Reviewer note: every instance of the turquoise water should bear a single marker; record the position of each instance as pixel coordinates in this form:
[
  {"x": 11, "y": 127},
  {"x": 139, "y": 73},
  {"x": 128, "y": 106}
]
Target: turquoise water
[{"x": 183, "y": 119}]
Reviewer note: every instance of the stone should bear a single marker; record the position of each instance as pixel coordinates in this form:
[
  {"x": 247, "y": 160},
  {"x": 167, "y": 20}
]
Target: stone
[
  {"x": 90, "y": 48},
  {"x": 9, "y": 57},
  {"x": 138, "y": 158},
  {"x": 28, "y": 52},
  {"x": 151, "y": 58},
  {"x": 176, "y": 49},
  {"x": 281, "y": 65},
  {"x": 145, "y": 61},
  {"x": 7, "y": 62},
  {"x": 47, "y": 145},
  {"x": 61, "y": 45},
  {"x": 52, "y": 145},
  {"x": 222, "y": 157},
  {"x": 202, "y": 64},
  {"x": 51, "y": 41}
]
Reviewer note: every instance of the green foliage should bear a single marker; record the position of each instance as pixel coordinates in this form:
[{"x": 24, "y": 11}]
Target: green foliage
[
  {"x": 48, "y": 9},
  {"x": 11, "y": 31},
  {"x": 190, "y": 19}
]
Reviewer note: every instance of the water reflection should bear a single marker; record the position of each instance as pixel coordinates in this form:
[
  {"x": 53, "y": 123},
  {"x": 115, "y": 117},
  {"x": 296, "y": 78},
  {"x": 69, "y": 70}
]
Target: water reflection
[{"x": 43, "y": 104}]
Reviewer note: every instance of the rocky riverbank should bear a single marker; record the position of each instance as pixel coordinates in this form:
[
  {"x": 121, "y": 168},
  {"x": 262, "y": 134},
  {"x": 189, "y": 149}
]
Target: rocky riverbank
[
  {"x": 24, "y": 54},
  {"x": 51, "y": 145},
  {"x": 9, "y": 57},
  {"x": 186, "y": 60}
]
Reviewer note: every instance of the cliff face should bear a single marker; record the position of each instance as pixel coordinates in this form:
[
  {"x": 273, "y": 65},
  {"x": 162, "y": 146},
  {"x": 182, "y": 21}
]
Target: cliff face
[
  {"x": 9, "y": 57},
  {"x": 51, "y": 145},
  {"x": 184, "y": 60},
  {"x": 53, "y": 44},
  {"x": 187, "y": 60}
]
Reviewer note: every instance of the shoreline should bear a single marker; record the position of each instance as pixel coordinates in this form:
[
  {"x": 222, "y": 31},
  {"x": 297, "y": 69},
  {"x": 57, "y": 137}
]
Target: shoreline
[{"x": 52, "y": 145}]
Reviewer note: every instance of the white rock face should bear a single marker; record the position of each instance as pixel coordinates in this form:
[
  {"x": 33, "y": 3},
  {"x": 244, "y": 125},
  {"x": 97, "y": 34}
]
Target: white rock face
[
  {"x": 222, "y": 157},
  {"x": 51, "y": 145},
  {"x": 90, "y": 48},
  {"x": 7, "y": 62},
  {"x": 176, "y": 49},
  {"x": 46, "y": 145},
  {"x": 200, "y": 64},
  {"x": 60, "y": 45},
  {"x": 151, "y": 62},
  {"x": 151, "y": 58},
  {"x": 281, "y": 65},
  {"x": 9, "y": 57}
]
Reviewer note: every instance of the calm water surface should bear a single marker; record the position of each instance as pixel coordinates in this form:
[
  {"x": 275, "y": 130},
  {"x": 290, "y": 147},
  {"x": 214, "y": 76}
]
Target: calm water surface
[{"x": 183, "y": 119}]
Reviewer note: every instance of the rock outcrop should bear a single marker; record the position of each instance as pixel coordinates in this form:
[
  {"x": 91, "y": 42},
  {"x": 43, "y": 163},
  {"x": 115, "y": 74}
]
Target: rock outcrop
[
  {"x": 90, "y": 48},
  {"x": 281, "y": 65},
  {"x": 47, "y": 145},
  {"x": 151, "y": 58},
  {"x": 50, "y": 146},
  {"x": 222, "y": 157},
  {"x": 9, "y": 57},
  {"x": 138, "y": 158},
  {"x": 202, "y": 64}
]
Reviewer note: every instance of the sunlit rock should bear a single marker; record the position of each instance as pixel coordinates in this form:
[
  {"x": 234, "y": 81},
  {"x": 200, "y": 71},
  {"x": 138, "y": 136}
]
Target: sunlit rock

**Problem**
Copy out every record above exactly as written.

**Task answer**
Reviewer note: every instance of the turquoise water should bear a single marker; record the position of each instance as pixel coordinates in this form:
[
  {"x": 11, "y": 127},
  {"x": 139, "y": 73},
  {"x": 128, "y": 106}
]
Target: turquoise water
[{"x": 183, "y": 119}]
Reviewer note: every instance of the stone should bear a single marker; record the position of each instance as pixel coordinates in this form:
[
  {"x": 247, "y": 160},
  {"x": 167, "y": 20}
]
Target: stone
[
  {"x": 90, "y": 48},
  {"x": 9, "y": 57},
  {"x": 138, "y": 158},
  {"x": 28, "y": 52},
  {"x": 151, "y": 58},
  {"x": 176, "y": 49},
  {"x": 281, "y": 65},
  {"x": 145, "y": 61},
  {"x": 7, "y": 62},
  {"x": 47, "y": 145},
  {"x": 61, "y": 45},
  {"x": 52, "y": 145},
  {"x": 222, "y": 157},
  {"x": 202, "y": 64},
  {"x": 51, "y": 41}
]
Reviewer note: every instance of the green foliage should bear a single marker; record the position of each instance as pixel coordinates in this form:
[{"x": 24, "y": 11}]
Target: green foliage
[
  {"x": 48, "y": 9},
  {"x": 11, "y": 31},
  {"x": 190, "y": 19}
]
Reviewer note: every instance of the water reflection should bear a single marker; record the position of each instance as pixel coordinates in this form:
[
  {"x": 53, "y": 123},
  {"x": 115, "y": 117},
  {"x": 296, "y": 78},
  {"x": 69, "y": 70}
]
Target: water reflection
[{"x": 43, "y": 104}]
Reviewer note: every instance of the rocky riverbank should bear a single marker; record the position of each instance as pixel coordinates in this form:
[
  {"x": 121, "y": 168},
  {"x": 262, "y": 134},
  {"x": 189, "y": 149}
]
Target: rocky riverbank
[
  {"x": 24, "y": 54},
  {"x": 51, "y": 145},
  {"x": 9, "y": 57},
  {"x": 186, "y": 60}
]
Reviewer note: every instance of the cliff face should bear a single marker; record the position of each instance as pixel coordinates in this form:
[
  {"x": 273, "y": 65},
  {"x": 162, "y": 146},
  {"x": 182, "y": 21}
]
Target: cliff face
[
  {"x": 9, "y": 57},
  {"x": 51, "y": 145},
  {"x": 184, "y": 60},
  {"x": 53, "y": 44},
  {"x": 187, "y": 60}
]
Reviewer note: every instance of the shoreline should bear a single marker; record the position of each instance as pixel coordinates in this form:
[
  {"x": 222, "y": 31},
  {"x": 297, "y": 69},
  {"x": 57, "y": 137}
]
Target: shoreline
[{"x": 52, "y": 145}]
Reviewer note: every instance of the white rock face should bear a single marker; record the position of each instance as pixel coordinates in this form:
[
  {"x": 33, "y": 3},
  {"x": 244, "y": 125},
  {"x": 97, "y": 34}
]
Target: white rock face
[
  {"x": 222, "y": 157},
  {"x": 51, "y": 145},
  {"x": 90, "y": 48},
  {"x": 7, "y": 62},
  {"x": 176, "y": 49},
  {"x": 46, "y": 145},
  {"x": 200, "y": 64},
  {"x": 60, "y": 45},
  {"x": 151, "y": 62},
  {"x": 151, "y": 58},
  {"x": 281, "y": 65},
  {"x": 9, "y": 57}
]
Reviewer note: every instance of the calm water surface should bear a single marker; record the position of each instance as pixel coordinates in this form:
[
  {"x": 275, "y": 130},
  {"x": 290, "y": 147},
  {"x": 214, "y": 76}
]
Target: calm water surface
[{"x": 183, "y": 119}]
Reviewer note: every instance of the rock outcrop should bear a single marker; record the position of each instance as pixel coordinates in this form:
[
  {"x": 91, "y": 42},
  {"x": 43, "y": 163},
  {"x": 115, "y": 74}
]
Target: rock outcrop
[
  {"x": 90, "y": 48},
  {"x": 281, "y": 65},
  {"x": 47, "y": 145},
  {"x": 151, "y": 58},
  {"x": 50, "y": 146},
  {"x": 222, "y": 157},
  {"x": 9, "y": 57},
  {"x": 138, "y": 158},
  {"x": 202, "y": 64}
]
Reviewer note: every instance of the sunlit rock should bear a single marker; record the position of each instance as pixel coordinates in this form:
[
  {"x": 234, "y": 81},
  {"x": 200, "y": 71},
  {"x": 138, "y": 136}
]
Target: sunlit rock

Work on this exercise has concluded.